A third of Hong Kong’s dementia patients had gone missing at least once in the past, experts said on Thursday, warning that the disease will weigh heavy on aging societies.
Dementia is a significant loss of mental skills that affect daily life, and is caused by factors such as strokes, tumors, head injuries and Alzheimer’s disease.
Victims suffer loss of memory, attention, language and problem-solving skills and may be disoriented in the later stages of the disease, forgetting who or where they are.
A survey of elderly people suffering from suspected or confirmed dementia showed that 22.7 percent had gone missing. The figure touched 30 percent for those with confirmed dementia, the survey conducted from June to August 2007 found.
The 380 subjects were between the ages of 60 and 85, and except for one, all had returned home.
“It is a huge psychological stress for families ... and when they can’t find these old people, there is a lot of guilt,” said Chan Wai-man, assistant director for the Health Department’s family and elderly health services.
“Hong Kong is not unique ... this problem will get worse because of aging populations,” Chan said.

■ ■ ■ ■

- **ASSIGNMENT A**
According to the dementia article, what ages were the 380 people in the survey?
- **ASSIGNMENT B**
Write out the dementia article from "Victims suffer loss" to "August 2007 found.".
The rows below have nothing to do with the article on dementia.

■ ■ ■ ■

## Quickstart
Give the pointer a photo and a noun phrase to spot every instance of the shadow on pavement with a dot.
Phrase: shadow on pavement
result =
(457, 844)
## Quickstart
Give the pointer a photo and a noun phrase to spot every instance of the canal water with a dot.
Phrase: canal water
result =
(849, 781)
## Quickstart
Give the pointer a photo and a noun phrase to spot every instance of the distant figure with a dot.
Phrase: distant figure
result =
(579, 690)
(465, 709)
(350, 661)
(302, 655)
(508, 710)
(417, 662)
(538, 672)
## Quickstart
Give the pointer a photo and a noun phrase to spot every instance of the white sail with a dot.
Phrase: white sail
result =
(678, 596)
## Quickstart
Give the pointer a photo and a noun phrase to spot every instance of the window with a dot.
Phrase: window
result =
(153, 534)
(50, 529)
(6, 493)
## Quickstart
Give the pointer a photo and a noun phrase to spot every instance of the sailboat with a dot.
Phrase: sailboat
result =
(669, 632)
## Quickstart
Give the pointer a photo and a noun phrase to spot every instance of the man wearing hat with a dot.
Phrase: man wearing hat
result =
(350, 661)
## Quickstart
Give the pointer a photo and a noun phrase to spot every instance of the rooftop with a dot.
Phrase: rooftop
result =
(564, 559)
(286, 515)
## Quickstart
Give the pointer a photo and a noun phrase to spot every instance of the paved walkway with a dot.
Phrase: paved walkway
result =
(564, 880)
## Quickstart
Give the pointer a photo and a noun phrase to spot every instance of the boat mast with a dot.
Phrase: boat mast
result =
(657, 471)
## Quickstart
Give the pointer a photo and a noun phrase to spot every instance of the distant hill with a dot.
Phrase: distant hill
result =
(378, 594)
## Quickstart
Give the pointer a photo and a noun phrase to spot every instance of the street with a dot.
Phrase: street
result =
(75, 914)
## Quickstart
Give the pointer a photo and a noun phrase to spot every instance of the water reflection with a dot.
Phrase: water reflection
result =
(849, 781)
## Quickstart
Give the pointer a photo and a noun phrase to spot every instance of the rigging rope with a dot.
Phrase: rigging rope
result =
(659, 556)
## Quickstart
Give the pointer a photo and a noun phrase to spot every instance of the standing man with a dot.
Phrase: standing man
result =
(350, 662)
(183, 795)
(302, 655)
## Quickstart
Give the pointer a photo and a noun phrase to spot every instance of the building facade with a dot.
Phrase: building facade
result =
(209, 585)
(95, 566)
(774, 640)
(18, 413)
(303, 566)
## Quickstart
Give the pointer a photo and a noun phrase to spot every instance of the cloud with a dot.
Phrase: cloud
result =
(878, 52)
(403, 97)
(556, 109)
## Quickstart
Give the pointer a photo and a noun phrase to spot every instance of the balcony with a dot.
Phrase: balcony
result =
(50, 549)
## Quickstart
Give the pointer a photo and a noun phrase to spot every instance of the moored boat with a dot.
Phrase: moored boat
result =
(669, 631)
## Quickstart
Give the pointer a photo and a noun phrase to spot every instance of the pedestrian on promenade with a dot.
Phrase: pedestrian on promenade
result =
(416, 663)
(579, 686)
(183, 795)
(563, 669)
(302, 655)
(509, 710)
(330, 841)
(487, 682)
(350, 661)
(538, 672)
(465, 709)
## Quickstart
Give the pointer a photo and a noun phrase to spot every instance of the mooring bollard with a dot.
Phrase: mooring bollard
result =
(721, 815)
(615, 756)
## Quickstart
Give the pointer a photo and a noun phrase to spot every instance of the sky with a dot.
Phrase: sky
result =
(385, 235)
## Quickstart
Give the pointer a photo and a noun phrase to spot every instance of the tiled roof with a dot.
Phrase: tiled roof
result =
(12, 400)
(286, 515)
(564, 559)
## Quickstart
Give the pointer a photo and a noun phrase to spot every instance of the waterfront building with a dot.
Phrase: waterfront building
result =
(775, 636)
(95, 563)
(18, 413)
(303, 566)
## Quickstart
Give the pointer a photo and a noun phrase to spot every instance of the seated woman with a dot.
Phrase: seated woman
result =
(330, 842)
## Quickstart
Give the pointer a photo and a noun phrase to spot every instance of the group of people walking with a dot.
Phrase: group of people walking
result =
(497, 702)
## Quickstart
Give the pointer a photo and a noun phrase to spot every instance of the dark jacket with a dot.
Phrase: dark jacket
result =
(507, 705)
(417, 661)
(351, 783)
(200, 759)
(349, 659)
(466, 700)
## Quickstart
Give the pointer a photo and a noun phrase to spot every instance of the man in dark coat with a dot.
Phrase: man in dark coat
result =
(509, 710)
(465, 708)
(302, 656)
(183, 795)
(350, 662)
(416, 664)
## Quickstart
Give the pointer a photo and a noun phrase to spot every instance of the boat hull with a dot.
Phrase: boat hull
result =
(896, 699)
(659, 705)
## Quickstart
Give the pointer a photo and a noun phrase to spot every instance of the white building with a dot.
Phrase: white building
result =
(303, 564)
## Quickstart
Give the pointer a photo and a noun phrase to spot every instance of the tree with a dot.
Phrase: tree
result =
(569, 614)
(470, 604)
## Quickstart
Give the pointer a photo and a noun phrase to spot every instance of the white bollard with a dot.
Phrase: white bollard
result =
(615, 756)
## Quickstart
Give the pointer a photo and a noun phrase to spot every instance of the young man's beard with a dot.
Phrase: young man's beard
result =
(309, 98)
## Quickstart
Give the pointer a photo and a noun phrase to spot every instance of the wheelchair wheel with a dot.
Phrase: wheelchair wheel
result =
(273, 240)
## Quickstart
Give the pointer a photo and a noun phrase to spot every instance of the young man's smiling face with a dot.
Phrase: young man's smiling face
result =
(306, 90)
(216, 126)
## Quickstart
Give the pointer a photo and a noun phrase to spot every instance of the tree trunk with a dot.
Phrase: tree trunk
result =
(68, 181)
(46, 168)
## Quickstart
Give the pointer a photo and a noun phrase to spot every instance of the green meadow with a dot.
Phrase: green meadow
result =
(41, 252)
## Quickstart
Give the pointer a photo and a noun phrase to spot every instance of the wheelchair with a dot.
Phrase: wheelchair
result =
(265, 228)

■ ■ ■ ■

- **EXERCISE ANSWER A**
They were between 60 and 85.

- **EXERCISE ANSWER B**
Victims suffer loss of memory, attention, language and problem-solving skills and may be disoriented in the later stages of the disease, forgetting who or where they are.
A survey of elderly people suffering from suspected or confirmed dementia showed that 22.7 percent had gone missing. The figure touched 30 percent for those with confirmed dementia, the survey conducted from June to August 2007 found.